* CONSEGNA 1:
Traduci in inglese questa frase del brano sui porti: "Fra gli edifici portuali distrutti o danneggiati sono compresi i silo, i frigoriferi, i capannoni, i docks, gli edifici demaniali di vario uso, ecc."
———
PORTO (XXVIII, p. 8)
La ricostruzione dei porti. - Distruzioni provocate dalla guerra. - L'opera distruttiva, esplicata dagli eserciti angloamericani, con i loro bombardamenti aerei e navali, nell'intento di ridurre al minimo l'efficienza dei porti italiani è stata di una gravità eccezionale. Non meno gravi risultarono le successive distruzioni effettuate dai tedeschi in ritirata con mine da essi collocate in gran numero e fatte esplodere nelle opere portuali e nei relativi impianti, di guisa che molti scali marittimi vennero ridotti addirittura in cumuli di macerie. Né vanno trascurati gl'incidenti più o meno fortuiti (per es. le esplosioni di navi cariche di micidiali ordigni bellici nei porti di Napoli e Bari) che contribuirono a rendere ancor più squallido e sconfortante il panorama delle vie e degli scali marittimi italiani. L'entità dei danni è riassunta nella tabella, raggruppando i porti in zone corrispondenti alle giurisdizioni dei varî provveditorati regionali alle Opere pubbliche.
Nella voce "arredamenti portuali" sono compresi soltanto le gru di vario tipo e portata, gli elevatori elettromeccanici e gl'impianti similari di una certa importanza. Occorre tener conto, però, che sono andate distrutte anche numerose boe di ormeggio e moltissimi arredamenti tipici delle calate oltre a varî chilometri di binario ferroviario in servizio delle banchine. Numerose sono state anche le calate e le strade di accesso a queste, sconvolte dalla guerra. I bacini da carenaggio hanno sofferto nei muri di fiancata e nella platea, ma particolarmente negli impianti di esaurimento e negli organi di chiusura.
Fra gli edifici portuali distrutti o danneggiati sono compresi i silo, i frigoriferi, i capannoni, i docks, gli edifici demaniali di vario uso, ecc.
Ai danni delle opere sono da aggiungere: la estesa posa di mine nei bacini portuali e l'affondamento di piroscafi e mezzi d'opera galleggianti di ogni uso e tipo, tra i quali il vasto parco effossorio dello stato che, appunto in seguito agli affondamenti, risultava - all'atto della liberazione - totalmente inefficiente.
———
* CONSEGNA 2:
Individua nei record tutte le righe che contengono la parola "label" e ricopiale.

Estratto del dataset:
———
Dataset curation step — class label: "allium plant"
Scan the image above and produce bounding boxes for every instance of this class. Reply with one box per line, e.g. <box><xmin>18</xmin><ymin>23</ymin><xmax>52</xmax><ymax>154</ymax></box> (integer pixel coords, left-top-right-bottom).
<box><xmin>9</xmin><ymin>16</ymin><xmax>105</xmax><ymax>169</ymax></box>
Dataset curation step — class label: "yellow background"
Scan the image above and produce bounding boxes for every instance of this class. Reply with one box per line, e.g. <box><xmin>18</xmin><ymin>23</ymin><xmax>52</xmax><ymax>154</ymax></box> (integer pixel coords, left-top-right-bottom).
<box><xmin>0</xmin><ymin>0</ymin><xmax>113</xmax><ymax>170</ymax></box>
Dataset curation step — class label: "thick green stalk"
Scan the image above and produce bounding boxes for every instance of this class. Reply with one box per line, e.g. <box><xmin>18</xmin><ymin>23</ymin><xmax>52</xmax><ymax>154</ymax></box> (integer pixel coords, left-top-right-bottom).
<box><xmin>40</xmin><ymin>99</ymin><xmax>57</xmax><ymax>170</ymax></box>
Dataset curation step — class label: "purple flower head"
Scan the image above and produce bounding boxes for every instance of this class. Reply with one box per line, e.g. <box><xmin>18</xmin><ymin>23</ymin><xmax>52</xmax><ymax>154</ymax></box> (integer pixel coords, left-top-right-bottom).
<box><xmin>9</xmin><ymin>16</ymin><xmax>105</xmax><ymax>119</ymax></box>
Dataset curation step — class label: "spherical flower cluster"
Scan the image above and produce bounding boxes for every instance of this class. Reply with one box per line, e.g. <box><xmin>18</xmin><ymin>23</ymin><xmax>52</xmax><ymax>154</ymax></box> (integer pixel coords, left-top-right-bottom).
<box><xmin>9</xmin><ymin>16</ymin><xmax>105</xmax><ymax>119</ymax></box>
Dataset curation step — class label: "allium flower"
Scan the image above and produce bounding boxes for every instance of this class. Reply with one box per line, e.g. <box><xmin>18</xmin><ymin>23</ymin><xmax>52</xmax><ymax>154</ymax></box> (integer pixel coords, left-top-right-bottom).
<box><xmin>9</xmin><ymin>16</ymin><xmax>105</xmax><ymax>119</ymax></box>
———
* SOLUZIONE ESERCIZIO 1:
The destroyed or damaged port buildings include the silos, the cold stores, the sheds, the docks, the state-owned buildings of various uses, etc.

* SOLUZIONE ESERCIZIO 2:
Dataset curation step — class label: "allium plant"
Dataset curation step — class label: "yellow background"
Dataset curation step — class label: "thick green stalk"
Dataset curation step — class label: "purple flower head"
Dataset curation step — class label: "spherical flower cluster"
Dataset curation step — class label: "allium flower"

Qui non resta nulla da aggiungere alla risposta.